Dataset rows on where objects appear:

**********

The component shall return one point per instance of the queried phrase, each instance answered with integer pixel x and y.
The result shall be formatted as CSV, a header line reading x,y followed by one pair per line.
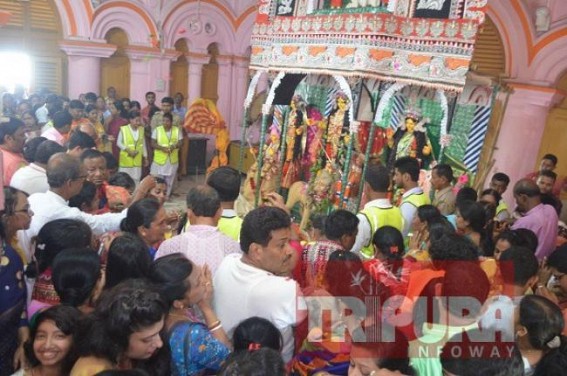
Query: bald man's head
x,y
526,193
89,129
61,168
526,187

**********

◆ Job
Arrange all lines of the items as a Markdown table with the columns n and Line, giving each row its number and omitting blank lines. Leave the pictures out of the answer.

◆ Output for this exercise
| n | Line |
|---|---|
| 1 | The component shall return one point per instance of the queried phrase, each instance answered with integer pixel x and y. |
| 2 | The result shall be formatted as CSV, a header line reading x,y followed by one pair per line. |
| 3 | Query: bald man's head |
| 4 | x,y |
| 5 | 526,193 |
| 6 | 89,129 |
| 7 | 61,168 |
| 8 | 526,187 |